■ Task details
Using the records below, write out again exactly the lines that begin at the line containing "of the windshield" and end at the line containing "of the parked", and no other lines.

■ Given entries

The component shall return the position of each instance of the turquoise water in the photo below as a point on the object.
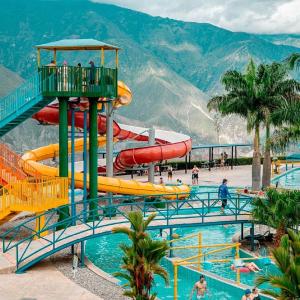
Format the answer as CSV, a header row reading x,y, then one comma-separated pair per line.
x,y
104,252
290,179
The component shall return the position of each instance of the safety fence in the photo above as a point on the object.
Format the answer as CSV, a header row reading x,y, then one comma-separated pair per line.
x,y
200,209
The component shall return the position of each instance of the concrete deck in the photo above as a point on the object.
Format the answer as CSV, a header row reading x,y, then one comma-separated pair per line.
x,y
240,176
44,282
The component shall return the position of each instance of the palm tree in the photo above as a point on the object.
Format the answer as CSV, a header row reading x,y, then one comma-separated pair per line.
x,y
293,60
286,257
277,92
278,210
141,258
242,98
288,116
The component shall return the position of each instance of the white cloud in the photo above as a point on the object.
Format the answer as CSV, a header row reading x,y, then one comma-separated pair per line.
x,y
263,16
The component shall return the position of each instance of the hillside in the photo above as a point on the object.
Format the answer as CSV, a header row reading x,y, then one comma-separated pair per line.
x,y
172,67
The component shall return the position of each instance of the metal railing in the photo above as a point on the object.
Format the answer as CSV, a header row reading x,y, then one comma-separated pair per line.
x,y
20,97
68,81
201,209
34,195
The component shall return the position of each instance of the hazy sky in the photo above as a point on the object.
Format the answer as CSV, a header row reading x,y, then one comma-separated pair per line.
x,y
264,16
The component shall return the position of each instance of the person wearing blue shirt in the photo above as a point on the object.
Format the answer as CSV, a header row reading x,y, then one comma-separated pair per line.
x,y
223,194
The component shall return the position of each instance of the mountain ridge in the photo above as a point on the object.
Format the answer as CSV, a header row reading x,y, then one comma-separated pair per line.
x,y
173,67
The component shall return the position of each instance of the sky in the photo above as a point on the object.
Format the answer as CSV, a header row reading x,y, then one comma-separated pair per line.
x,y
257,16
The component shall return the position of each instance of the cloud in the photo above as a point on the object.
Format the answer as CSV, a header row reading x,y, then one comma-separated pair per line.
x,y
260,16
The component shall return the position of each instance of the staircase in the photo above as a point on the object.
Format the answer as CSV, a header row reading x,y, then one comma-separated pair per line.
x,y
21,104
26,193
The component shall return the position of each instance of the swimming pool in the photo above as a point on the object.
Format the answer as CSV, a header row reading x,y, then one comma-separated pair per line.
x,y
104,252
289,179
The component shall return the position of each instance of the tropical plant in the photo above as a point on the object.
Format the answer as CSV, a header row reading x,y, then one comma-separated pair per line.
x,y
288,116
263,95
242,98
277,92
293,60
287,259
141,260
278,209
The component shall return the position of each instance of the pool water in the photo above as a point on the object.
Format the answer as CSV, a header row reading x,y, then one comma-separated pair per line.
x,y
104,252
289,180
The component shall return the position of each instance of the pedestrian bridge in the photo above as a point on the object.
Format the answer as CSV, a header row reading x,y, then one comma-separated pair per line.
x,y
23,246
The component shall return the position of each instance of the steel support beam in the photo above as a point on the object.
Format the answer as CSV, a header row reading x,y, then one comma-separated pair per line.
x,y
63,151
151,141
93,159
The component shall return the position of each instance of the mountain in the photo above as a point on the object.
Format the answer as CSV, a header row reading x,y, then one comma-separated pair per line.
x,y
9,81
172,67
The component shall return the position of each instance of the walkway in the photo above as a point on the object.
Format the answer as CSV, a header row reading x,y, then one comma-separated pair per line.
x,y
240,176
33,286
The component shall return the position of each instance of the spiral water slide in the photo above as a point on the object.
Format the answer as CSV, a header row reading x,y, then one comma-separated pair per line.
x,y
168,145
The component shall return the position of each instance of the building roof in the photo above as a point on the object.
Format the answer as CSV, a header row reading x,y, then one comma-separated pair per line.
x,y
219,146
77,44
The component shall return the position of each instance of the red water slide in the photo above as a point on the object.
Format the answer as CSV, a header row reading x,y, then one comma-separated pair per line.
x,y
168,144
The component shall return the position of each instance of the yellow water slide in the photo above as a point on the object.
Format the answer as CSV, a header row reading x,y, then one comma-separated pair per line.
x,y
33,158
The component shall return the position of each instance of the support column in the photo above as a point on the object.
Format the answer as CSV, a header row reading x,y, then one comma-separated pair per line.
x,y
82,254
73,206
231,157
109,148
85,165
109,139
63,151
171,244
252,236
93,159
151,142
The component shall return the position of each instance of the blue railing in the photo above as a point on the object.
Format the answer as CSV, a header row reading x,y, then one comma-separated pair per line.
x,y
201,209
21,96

---

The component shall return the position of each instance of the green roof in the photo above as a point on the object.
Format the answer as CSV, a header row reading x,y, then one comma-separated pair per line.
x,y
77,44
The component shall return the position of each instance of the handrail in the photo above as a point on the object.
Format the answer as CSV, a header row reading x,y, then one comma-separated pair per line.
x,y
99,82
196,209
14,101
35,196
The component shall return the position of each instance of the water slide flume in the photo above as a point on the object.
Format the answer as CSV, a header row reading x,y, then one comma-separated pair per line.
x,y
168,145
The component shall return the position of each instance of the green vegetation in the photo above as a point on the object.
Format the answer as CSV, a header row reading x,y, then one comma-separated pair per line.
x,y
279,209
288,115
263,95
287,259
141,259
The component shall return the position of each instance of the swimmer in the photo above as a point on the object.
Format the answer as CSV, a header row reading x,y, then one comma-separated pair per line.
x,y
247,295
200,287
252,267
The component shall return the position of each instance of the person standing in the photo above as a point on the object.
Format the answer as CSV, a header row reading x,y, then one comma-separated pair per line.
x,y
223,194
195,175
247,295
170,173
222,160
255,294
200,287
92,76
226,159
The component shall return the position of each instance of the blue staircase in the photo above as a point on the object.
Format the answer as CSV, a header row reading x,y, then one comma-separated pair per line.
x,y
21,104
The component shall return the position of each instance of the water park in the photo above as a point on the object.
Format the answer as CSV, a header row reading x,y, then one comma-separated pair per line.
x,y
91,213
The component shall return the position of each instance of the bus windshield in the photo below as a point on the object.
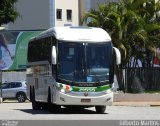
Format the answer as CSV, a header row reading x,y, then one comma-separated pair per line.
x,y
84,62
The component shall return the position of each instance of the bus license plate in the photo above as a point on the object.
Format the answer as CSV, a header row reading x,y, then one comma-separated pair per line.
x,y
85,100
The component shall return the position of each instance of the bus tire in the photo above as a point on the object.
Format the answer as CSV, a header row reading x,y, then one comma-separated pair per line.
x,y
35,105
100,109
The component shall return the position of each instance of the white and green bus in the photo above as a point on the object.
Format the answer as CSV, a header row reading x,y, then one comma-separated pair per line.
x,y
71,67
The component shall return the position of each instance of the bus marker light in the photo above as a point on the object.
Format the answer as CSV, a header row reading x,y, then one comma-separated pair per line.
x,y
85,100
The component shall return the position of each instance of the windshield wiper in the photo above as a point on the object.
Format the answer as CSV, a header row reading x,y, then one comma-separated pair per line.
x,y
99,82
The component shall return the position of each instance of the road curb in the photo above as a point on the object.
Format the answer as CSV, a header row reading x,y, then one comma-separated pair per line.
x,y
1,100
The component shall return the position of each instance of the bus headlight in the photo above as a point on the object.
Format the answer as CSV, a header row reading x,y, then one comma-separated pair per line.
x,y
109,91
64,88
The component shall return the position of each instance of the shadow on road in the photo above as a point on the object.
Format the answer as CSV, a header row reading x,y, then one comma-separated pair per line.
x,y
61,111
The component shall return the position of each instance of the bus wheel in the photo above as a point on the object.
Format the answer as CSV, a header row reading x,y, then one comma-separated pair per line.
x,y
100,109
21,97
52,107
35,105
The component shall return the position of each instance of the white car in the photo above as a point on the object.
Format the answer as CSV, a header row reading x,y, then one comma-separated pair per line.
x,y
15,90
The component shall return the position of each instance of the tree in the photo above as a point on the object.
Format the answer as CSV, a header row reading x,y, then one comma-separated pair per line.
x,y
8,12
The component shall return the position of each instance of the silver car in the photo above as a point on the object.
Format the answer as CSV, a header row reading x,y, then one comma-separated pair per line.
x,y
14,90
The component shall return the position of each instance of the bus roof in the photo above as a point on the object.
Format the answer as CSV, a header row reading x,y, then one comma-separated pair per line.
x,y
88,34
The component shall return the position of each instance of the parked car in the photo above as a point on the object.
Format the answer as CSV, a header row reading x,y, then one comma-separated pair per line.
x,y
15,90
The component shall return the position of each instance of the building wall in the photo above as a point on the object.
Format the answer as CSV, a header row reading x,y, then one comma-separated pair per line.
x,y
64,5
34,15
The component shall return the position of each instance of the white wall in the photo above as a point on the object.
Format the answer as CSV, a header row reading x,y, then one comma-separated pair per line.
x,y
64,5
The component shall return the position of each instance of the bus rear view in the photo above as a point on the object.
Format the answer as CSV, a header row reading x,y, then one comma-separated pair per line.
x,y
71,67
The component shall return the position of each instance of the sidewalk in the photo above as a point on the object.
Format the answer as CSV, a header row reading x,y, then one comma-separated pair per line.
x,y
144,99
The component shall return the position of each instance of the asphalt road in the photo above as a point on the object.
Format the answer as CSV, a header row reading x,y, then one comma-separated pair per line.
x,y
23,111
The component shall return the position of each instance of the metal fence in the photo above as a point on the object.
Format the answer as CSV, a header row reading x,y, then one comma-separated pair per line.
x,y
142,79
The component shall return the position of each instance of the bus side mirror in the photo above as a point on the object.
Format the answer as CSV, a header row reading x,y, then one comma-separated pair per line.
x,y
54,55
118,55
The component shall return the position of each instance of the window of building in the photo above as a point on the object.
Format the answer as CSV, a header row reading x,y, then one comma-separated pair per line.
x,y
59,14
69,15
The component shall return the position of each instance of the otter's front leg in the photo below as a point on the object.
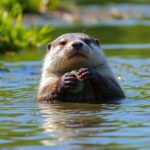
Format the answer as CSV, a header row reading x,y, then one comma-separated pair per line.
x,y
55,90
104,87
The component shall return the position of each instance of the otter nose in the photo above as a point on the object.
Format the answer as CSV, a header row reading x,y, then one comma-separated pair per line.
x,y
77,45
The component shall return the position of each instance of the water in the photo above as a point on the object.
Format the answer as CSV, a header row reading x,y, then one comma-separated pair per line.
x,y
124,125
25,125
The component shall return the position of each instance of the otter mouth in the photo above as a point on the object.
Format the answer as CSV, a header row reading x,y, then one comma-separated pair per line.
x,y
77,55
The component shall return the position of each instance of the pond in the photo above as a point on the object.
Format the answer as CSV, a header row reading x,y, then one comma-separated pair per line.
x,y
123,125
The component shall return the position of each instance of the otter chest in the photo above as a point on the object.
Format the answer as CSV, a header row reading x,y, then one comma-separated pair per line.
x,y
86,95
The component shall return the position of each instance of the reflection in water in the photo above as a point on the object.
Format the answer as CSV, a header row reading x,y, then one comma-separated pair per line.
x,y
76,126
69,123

■ Finished exercise
The component shall return the position of each instance of the windshield wiper in the photo above as a point on the object.
Format the answer as CSV, a header row reading x,y, then one comma-separated pair per line.
x,y
99,82
The component shall return the position of each instance of the road curb in the photo above as a point on the object.
Format the answer as CSV, a header row reading x,y, then one comma-separated pair per line.
x,y
1,100
The component shall return the position of each instance of the bus headlight in the photo above as a point on the object.
Format the answer as CSV, a header row reading x,y, then one comma-separated pair per line.
x,y
109,91
64,88
The component shall return the position of each instance of the shadow on road in the photo above as a point on the object.
Format the answer as CSV, a header row reading x,y, then one comma-separated pair per line.
x,y
61,111
The component shall return the position of each instance of the bus wheel in the photo above as a point on the object.
Format the answer as CSV, a header row reading x,y, then one comma-separated pair per line.
x,y
100,109
21,97
52,107
35,105
The component shall return the position of each instance of the white car in the photo above as a point on the object.
Format the answer as CSV, a header row reading x,y, then one comma-separated pair per line.
x,y
15,90
The component shall return the position of each instance of the tree in the photo above as a point on the object.
Format the answer as CSV, a header row reading x,y, then one comma-separated pair per line.
x,y
8,12
The component shall return the position of each instance of the silver car in the photo above as a point on the object.
Format the answer as CSV, a header row reading x,y, then one comma-separated pair per line.
x,y
14,90
The component shall return the position of each instance of the bus roof in the photo above as a point on the object.
Format the answer as CSV, a header row reading x,y, then one comma-separated pair per line.
x,y
88,34
The component shall return the position of each instance of the parked car in the photo above as a point on the object.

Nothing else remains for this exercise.